Prompt: Copy all of the data below word for word, leaving out the pictures.

Listing:

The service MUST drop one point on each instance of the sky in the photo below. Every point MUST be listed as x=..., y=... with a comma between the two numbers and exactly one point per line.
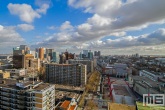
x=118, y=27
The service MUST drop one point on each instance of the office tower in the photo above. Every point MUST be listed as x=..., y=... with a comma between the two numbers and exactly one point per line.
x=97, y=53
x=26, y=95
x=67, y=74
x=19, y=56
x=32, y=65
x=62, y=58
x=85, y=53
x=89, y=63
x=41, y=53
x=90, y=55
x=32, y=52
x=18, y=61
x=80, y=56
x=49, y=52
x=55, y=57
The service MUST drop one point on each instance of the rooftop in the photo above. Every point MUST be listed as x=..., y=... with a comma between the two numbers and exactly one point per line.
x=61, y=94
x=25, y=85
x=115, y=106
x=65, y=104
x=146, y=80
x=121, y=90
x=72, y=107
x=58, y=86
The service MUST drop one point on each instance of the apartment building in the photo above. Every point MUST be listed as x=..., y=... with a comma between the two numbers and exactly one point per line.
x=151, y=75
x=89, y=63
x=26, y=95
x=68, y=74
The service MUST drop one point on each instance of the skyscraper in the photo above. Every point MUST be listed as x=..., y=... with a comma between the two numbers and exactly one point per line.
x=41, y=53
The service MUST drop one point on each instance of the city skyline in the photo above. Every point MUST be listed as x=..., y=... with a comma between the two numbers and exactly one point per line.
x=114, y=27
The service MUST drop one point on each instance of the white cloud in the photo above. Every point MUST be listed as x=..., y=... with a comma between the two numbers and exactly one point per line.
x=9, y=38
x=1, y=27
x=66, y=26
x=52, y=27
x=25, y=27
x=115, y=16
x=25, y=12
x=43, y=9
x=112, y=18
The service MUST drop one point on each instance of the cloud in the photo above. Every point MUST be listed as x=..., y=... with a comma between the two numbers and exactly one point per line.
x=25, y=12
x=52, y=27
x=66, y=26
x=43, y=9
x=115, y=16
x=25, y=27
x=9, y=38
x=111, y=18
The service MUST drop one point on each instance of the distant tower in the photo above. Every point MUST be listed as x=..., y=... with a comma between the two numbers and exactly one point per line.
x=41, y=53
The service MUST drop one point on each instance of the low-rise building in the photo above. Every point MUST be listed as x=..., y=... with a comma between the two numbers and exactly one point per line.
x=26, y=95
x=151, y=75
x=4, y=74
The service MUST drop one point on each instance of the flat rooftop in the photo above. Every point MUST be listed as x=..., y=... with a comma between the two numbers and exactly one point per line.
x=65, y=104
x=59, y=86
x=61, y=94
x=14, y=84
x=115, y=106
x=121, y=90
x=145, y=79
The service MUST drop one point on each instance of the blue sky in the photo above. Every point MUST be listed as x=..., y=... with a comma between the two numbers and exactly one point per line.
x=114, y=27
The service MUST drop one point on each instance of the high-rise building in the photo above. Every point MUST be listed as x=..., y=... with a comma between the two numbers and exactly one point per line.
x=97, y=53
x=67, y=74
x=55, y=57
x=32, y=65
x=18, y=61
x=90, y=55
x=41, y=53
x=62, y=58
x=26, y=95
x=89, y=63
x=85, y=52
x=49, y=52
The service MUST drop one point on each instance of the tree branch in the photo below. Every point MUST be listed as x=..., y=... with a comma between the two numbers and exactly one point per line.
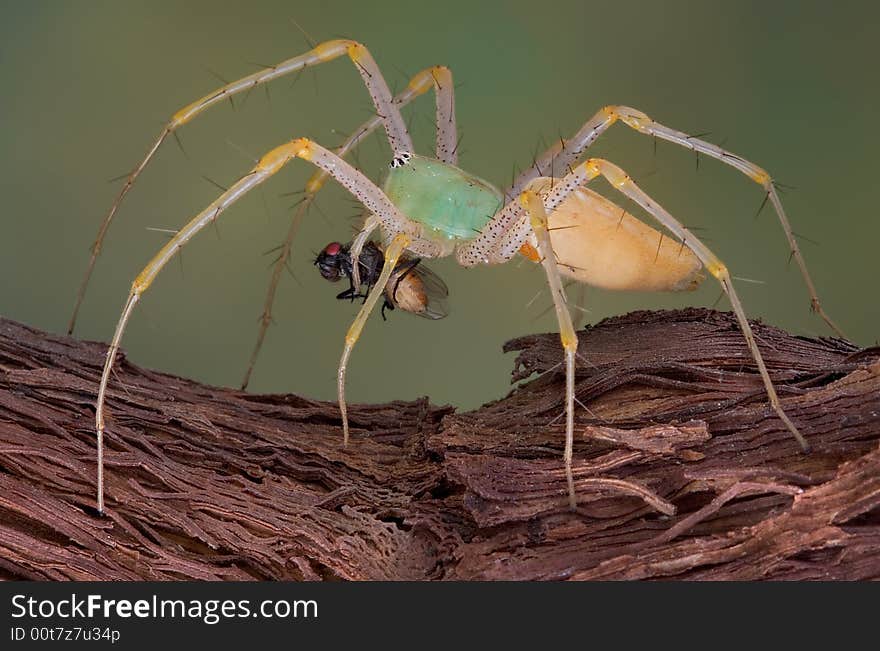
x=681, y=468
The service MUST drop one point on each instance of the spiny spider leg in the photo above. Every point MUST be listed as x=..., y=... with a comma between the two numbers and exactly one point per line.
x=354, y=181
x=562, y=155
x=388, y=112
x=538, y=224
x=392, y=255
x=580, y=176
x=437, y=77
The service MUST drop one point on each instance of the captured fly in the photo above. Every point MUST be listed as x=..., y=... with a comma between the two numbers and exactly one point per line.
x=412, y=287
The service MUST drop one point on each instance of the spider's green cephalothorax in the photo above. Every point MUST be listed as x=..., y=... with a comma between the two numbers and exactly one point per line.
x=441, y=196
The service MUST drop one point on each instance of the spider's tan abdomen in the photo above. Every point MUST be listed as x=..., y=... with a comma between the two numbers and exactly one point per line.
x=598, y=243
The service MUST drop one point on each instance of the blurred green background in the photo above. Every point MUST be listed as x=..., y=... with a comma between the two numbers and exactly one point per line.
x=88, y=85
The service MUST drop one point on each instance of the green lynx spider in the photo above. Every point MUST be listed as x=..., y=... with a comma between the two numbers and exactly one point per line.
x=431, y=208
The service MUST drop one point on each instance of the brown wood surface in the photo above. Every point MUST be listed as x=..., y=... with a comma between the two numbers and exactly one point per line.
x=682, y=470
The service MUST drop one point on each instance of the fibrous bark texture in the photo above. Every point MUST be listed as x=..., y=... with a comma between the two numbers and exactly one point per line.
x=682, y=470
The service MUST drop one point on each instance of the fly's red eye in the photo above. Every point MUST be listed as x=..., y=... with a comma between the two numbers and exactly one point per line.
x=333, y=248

Task answer:
The service MUST drop one point on each instance of the sky in the photo below. Every point MUST be listed as x=..., y=... with a comma between the two numbers and exactly one point per line.
x=118, y=27
The service MUST drop one point on each instance of the office tower in the photo above. Every point MUST be listed as x=..., y=... with a comma between the two numbers and exactly one point per line.
x=97, y=53
x=26, y=95
x=67, y=74
x=19, y=56
x=32, y=65
x=62, y=58
x=85, y=53
x=89, y=63
x=41, y=53
x=90, y=55
x=32, y=52
x=18, y=61
x=80, y=56
x=49, y=52
x=55, y=57
The service MUST drop one point on each instance of the rooftop in the photo above. Every point MUST be listed as x=..., y=... with a comma between the two numbers and exactly one point per line.
x=61, y=94
x=25, y=85
x=115, y=106
x=65, y=104
x=146, y=80
x=121, y=90
x=72, y=107
x=58, y=86
The service MUST drop one point on each instance of the apartment building in the photo above. Every point MUST be listed as x=..., y=... with a comma between the two numbers and exactly one point per line.
x=151, y=75
x=89, y=63
x=26, y=95
x=68, y=74
The service MUST drop one point on each instance of the skyscraper in the photo above. Every point MUST be listed as x=..., y=... with a comma between the two numbers and exactly one point per line.
x=41, y=53
The service MUST drop one point on each instance of the city skyline in the photo above. Every point MUST be listed as x=..., y=... with a comma between the two numbers and exactly one point per line.
x=114, y=27
The service MUST drop one point on each instance of the white cloud in the photo above. Every point MUST be listed as x=..., y=... with a comma between the two numbers and exactly one point per line.
x=9, y=38
x=1, y=27
x=66, y=26
x=52, y=27
x=25, y=27
x=115, y=16
x=25, y=12
x=43, y=9
x=112, y=18
The service MUST drop one point on each instance of the cloud in the photo above. Every point MUST be listed as x=..., y=... with a comma between the two numbers and exactly one point per line.
x=25, y=12
x=52, y=27
x=66, y=26
x=43, y=9
x=115, y=16
x=25, y=27
x=9, y=38
x=111, y=18
The service MUST drop one point on each instance of the distant tower in the photo above. Every point MUST be listed as x=..., y=... with a comma between the two numbers and exactly one point per line.
x=41, y=53
The service MUST drop one point on each instance of the low-rise building in the photo above. Every point MUST be listed as x=..., y=... with a comma between the two numbers and exactly one point per line.
x=26, y=95
x=151, y=75
x=4, y=74
The service MUST drop one point on each instance of the flat rooftop in the photo above. Every point MUST be listed as x=..., y=... with a comma between the two numbers and exactly one point per line.
x=65, y=104
x=59, y=86
x=61, y=94
x=14, y=84
x=115, y=106
x=121, y=90
x=145, y=79
The service MUST drop one point on each instance of the blue sky in the photo above. Every point MUST be listed as x=..., y=... with a comma between the two numbers and exactly one point per line.
x=114, y=27
The service MUST drop one point on each instance of the high-rise building in the photo above. Every point MUST be listed as x=..., y=... with a comma between the two numbers and exactly one point per line.
x=97, y=53
x=67, y=74
x=55, y=57
x=32, y=65
x=18, y=61
x=90, y=55
x=41, y=53
x=62, y=58
x=26, y=95
x=89, y=63
x=85, y=52
x=49, y=52
The service MUST drop one point on each instance of the tree branch in the photo below. Every point MUST be listed as x=..., y=... with a comma between the two numbers and exactly one point per line.
x=681, y=468
The service MUST drop one point on each instance of the spiny spider leg in the photo above. Every point MUST be listed as x=..., y=... with a comma between the two numbers and exactly one point per line.
x=354, y=181
x=562, y=155
x=388, y=112
x=538, y=224
x=392, y=255
x=580, y=176
x=437, y=77
The service MUST drop one point on each instance of the captured fly in the photo above. Every point MUST be listed as x=..., y=... with a comma between the two numbers and exactly one point per line.
x=412, y=287
The service MUST drop one point on each instance of the spider's green cephalothorax in the photo above. Every point MUST be listed as x=..., y=... with a comma between the two numbers and exactly one point per line.
x=441, y=196
The service MUST drop one point on each instance of the spider's tan abdomen in the photo above. Every point MUST be listed as x=..., y=... with a comma between the two numbers and exactly one point per line.
x=598, y=243
The service MUST drop one point on each instance of the blurred green background in the photo above. Every point MUST be listed as x=..., y=... with a comma between the two numbers and exactly one point per line.
x=88, y=85
The service MUST drop one point on each instance of the green lynx spider in the photo above. Every point MUST be listed as x=..., y=... with a comma between the two numbers and exactly one point per line.
x=431, y=208
The service MUST drop one point on each instance of the brown wood surface in the photo above. Every point MUST be listed as x=..., y=... with a comma between the two numbers and exactly one point per line.
x=682, y=470
The service MUST drop one point on each instance of the fibrous bark texture in the photo above. Every point MUST be listed as x=..., y=... with a comma between the two numbers and exactly one point per line.
x=682, y=470
The service MUST drop one point on each instance of the fly's red eye in the photo above. Every point MUST be listed as x=..., y=... with a comma between the two numbers and exactly one point per line.
x=333, y=248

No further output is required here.